Entries provided:
------------------------
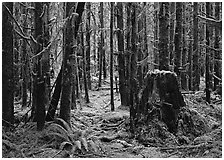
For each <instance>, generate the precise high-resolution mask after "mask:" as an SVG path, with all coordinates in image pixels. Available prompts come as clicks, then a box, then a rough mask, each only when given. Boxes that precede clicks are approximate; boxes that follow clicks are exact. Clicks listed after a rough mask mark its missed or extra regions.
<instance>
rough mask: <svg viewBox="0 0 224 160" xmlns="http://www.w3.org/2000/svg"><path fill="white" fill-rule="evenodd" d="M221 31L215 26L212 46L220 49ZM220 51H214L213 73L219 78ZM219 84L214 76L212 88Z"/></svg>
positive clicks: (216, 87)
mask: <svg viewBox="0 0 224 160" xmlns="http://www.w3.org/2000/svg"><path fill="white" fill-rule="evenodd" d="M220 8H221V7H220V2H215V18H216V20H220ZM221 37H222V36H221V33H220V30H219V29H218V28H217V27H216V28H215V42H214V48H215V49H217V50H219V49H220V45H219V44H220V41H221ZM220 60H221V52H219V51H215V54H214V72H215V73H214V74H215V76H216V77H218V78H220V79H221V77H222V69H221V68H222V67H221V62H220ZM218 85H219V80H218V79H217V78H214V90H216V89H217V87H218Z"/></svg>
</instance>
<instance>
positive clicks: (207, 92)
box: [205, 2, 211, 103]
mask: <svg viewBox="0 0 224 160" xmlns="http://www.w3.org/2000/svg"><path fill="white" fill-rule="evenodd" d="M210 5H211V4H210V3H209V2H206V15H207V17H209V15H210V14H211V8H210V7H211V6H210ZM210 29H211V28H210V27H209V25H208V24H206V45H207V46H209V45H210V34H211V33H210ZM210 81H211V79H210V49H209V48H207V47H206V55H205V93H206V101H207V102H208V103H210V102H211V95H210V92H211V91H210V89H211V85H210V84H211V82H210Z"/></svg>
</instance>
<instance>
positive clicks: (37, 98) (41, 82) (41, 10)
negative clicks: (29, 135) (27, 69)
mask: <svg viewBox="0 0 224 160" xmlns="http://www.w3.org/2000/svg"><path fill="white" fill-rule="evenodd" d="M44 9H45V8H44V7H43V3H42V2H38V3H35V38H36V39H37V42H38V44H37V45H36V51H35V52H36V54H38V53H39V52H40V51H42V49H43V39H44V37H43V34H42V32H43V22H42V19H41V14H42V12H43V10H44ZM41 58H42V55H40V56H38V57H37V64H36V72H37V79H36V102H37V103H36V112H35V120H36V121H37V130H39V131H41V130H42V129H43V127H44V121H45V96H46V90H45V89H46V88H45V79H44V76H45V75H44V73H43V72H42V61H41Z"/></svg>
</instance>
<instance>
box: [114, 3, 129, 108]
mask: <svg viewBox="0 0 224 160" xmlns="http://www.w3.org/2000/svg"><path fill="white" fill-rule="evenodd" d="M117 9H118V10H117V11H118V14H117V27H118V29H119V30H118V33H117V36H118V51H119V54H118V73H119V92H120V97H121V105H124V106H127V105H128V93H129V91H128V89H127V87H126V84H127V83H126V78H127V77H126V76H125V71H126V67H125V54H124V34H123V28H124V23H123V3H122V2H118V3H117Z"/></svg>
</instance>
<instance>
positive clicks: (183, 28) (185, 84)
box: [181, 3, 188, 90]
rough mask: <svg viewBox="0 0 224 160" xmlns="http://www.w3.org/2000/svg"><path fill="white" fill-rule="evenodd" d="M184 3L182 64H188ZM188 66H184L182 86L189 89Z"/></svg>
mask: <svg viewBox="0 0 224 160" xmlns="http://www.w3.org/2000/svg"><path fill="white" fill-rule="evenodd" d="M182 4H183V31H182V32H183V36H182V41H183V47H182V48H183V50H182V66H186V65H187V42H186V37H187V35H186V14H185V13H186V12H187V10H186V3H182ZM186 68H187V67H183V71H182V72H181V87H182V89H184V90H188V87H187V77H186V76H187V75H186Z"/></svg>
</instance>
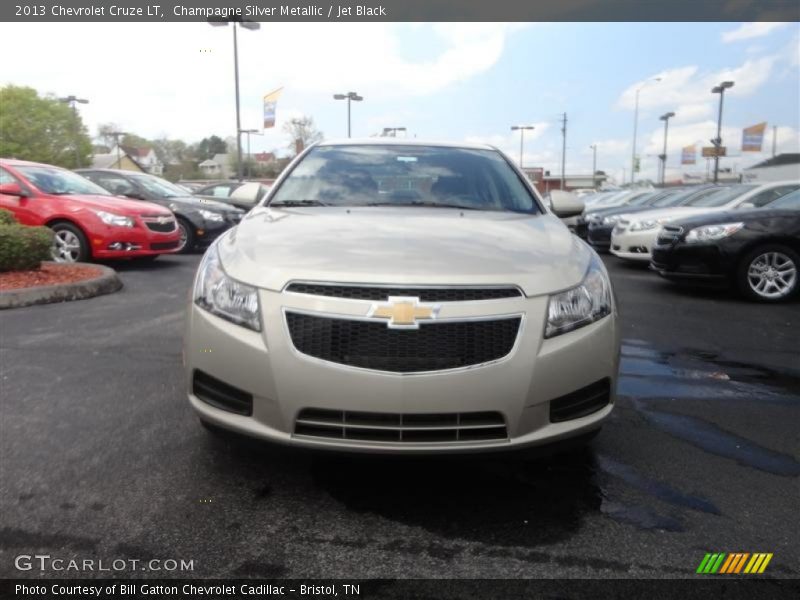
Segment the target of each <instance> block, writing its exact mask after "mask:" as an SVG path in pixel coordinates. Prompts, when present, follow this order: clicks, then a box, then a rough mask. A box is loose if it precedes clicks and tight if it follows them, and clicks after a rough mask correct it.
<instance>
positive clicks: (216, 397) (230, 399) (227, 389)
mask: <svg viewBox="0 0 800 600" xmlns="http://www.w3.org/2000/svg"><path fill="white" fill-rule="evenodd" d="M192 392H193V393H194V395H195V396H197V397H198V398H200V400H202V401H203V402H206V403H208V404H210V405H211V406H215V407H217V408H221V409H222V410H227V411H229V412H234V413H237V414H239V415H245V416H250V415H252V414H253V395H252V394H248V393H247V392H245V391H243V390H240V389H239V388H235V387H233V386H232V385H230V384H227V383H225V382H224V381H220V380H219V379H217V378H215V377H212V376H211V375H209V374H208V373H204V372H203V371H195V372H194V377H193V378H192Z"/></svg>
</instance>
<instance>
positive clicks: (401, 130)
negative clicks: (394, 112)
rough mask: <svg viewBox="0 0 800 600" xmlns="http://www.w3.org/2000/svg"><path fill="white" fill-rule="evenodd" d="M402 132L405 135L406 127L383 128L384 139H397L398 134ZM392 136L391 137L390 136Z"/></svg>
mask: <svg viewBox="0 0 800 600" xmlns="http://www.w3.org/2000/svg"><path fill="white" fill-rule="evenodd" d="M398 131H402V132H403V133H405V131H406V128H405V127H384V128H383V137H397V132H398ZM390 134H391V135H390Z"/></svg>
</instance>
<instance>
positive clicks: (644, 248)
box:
------------------------
Exercise instructions: Count the lines in the data above that contain the string "negative" and reply with that number alone.

Response: 2